[Data listing Boundary: Start]
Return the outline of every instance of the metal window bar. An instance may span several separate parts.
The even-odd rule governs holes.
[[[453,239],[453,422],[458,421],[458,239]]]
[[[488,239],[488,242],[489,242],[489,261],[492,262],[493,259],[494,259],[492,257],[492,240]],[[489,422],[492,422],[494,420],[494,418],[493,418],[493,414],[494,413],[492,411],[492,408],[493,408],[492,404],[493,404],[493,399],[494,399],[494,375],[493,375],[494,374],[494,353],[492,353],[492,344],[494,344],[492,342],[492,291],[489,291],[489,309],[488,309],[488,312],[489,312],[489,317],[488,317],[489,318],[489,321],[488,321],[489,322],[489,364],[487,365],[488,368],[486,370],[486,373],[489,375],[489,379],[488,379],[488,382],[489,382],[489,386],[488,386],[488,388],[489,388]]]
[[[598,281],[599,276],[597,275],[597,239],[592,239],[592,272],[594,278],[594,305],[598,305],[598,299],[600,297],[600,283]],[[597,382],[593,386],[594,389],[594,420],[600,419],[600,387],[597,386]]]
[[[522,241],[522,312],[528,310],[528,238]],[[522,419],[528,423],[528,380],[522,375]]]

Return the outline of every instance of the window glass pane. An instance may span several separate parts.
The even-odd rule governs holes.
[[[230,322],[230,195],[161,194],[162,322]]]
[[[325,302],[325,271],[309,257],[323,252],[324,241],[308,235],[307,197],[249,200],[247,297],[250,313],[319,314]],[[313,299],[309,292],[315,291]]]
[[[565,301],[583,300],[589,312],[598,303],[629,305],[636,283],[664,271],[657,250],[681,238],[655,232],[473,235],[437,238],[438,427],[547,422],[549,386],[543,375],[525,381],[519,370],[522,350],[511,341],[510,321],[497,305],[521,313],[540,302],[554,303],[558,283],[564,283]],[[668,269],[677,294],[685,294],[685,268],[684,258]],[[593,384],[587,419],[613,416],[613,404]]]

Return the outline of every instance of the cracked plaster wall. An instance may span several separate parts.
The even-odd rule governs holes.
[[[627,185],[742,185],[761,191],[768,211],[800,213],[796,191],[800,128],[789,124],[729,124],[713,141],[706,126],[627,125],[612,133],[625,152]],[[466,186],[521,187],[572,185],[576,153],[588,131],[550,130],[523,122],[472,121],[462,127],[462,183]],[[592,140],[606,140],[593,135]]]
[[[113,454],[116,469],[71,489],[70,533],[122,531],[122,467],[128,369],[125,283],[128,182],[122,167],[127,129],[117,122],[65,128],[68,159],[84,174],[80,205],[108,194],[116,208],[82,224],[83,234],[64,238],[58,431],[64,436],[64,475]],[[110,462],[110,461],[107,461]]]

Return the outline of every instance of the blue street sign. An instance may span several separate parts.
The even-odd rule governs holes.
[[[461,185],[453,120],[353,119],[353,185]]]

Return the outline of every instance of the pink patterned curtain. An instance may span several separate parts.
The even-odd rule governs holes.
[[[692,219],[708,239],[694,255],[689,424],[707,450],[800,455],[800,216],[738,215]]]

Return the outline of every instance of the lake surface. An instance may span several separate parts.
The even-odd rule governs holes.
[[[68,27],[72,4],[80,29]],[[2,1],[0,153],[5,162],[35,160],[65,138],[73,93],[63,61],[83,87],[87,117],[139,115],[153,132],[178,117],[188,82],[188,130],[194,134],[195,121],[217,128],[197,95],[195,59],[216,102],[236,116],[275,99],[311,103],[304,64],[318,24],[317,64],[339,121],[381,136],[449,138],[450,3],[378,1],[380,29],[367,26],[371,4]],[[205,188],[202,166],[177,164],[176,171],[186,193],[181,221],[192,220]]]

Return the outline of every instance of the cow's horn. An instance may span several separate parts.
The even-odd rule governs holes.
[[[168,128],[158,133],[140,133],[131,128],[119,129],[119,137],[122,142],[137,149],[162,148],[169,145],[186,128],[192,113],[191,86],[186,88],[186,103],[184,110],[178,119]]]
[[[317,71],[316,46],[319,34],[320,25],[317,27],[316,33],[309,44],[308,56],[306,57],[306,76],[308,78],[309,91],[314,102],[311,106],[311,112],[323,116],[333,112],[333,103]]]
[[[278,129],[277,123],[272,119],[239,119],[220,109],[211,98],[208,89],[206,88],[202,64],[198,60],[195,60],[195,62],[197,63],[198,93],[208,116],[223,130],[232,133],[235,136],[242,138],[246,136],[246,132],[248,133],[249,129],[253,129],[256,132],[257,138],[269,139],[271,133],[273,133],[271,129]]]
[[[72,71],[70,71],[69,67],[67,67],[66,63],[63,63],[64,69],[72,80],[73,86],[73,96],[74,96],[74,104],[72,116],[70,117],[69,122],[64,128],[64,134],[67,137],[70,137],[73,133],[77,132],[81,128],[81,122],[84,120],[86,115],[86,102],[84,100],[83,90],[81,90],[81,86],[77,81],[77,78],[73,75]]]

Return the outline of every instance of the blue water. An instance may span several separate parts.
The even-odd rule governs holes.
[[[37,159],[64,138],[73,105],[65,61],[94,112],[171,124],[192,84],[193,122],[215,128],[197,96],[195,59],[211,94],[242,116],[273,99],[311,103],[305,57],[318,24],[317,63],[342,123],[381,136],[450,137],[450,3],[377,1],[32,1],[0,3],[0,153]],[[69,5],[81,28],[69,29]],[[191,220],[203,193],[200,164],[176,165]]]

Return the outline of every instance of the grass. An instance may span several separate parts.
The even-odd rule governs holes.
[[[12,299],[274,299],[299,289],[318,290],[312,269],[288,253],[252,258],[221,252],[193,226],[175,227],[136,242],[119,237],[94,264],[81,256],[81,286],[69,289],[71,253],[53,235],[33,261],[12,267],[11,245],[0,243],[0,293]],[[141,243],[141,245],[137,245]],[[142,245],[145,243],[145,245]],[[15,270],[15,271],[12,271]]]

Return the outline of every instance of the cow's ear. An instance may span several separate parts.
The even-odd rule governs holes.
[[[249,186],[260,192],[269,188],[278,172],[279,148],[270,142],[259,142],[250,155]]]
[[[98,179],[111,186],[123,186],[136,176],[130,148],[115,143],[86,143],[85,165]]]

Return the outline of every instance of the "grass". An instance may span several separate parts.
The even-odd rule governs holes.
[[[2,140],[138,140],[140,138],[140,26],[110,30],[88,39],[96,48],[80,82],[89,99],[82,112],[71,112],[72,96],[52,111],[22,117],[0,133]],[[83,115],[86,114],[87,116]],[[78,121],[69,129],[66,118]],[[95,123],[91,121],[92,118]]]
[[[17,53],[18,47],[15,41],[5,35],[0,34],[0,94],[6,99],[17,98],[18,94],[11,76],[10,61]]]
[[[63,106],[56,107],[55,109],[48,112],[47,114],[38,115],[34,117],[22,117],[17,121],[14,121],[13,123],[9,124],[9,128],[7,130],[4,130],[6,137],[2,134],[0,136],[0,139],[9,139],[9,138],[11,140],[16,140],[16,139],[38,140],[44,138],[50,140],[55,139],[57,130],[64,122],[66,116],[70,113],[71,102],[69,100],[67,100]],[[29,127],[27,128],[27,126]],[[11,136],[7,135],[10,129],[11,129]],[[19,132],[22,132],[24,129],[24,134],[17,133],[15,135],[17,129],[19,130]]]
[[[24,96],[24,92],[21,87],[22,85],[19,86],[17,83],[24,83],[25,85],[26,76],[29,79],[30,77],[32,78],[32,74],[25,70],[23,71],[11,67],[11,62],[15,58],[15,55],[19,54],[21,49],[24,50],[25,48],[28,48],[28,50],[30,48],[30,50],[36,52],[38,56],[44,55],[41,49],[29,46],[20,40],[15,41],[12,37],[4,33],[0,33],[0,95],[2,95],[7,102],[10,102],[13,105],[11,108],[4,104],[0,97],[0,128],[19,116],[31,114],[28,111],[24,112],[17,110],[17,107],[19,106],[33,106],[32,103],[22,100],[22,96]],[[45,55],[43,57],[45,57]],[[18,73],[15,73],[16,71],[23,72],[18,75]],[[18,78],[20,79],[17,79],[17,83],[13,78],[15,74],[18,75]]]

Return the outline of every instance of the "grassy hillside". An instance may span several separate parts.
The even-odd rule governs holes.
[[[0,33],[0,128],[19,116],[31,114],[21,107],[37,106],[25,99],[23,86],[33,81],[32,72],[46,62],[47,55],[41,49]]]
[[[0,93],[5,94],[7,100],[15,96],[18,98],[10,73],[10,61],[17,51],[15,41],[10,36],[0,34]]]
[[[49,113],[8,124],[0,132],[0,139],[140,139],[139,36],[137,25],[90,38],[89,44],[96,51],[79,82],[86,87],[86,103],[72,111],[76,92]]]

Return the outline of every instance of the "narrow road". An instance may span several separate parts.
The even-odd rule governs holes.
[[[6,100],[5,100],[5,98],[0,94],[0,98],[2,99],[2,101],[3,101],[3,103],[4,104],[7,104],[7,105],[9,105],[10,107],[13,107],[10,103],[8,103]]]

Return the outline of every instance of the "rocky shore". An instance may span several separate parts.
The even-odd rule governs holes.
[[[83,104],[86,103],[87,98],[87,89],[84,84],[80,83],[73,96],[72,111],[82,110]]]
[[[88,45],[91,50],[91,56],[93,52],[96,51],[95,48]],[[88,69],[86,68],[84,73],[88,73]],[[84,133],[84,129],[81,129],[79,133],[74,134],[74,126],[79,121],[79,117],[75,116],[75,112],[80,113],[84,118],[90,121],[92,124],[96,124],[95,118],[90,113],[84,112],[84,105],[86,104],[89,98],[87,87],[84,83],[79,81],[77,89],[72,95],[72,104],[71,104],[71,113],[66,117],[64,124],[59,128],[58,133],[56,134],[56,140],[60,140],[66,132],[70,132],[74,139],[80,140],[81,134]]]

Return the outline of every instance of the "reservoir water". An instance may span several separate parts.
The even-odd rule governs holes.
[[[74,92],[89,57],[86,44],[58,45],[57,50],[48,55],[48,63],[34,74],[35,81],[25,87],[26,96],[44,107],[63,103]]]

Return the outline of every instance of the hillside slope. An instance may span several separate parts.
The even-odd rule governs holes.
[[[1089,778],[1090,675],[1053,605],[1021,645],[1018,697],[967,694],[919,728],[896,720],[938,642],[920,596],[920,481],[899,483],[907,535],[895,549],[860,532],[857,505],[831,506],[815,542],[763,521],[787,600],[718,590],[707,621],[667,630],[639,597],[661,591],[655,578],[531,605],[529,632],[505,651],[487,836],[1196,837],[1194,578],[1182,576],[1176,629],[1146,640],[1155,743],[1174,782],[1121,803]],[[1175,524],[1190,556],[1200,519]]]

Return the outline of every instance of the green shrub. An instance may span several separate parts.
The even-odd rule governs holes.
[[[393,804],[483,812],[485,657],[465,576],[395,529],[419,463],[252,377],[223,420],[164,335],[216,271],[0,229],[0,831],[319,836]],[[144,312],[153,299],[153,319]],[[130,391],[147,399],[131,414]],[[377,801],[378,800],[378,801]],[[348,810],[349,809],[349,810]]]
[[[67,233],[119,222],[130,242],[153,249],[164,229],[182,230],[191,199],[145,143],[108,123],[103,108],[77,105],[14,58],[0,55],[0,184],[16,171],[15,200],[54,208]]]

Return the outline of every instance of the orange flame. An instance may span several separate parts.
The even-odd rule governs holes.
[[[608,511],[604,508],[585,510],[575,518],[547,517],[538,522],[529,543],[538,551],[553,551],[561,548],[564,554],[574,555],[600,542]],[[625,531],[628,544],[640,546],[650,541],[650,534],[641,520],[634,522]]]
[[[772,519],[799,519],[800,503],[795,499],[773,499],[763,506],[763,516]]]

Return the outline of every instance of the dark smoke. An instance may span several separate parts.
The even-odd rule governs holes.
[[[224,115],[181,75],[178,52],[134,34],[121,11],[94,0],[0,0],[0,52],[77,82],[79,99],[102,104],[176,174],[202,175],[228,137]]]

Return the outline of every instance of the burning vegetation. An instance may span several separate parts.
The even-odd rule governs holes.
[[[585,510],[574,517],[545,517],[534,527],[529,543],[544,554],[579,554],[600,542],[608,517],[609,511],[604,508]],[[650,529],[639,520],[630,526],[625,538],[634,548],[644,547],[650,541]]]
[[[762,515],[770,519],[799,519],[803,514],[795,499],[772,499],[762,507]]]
[Data listing Boundary: End]
What you need to do. All lines above between those holding "Return the outline of every instance of the lake" and "Return the outline of every instance of the cow's horn.", inclusive, must be set down unchanged, and no other line may be included.

Task result.
Return the outline of every instance of the lake surface. An instance may span several separate parts.
The even-odd rule governs holes.
[[[68,27],[72,4],[80,29]],[[2,1],[0,153],[5,162],[35,160],[65,138],[73,93],[63,61],[83,87],[87,117],[139,115],[153,132],[178,117],[188,82],[188,130],[194,134],[195,121],[217,128],[197,95],[195,59],[216,102],[236,116],[275,99],[311,103],[304,64],[318,24],[317,64],[339,121],[381,136],[449,138],[450,3],[378,1],[380,29],[367,26],[371,4]],[[205,188],[202,166],[177,164],[176,171],[186,193],[181,221],[192,220]]]

Return the outline of every instance of the cow's horn. An instance may span several separate parts.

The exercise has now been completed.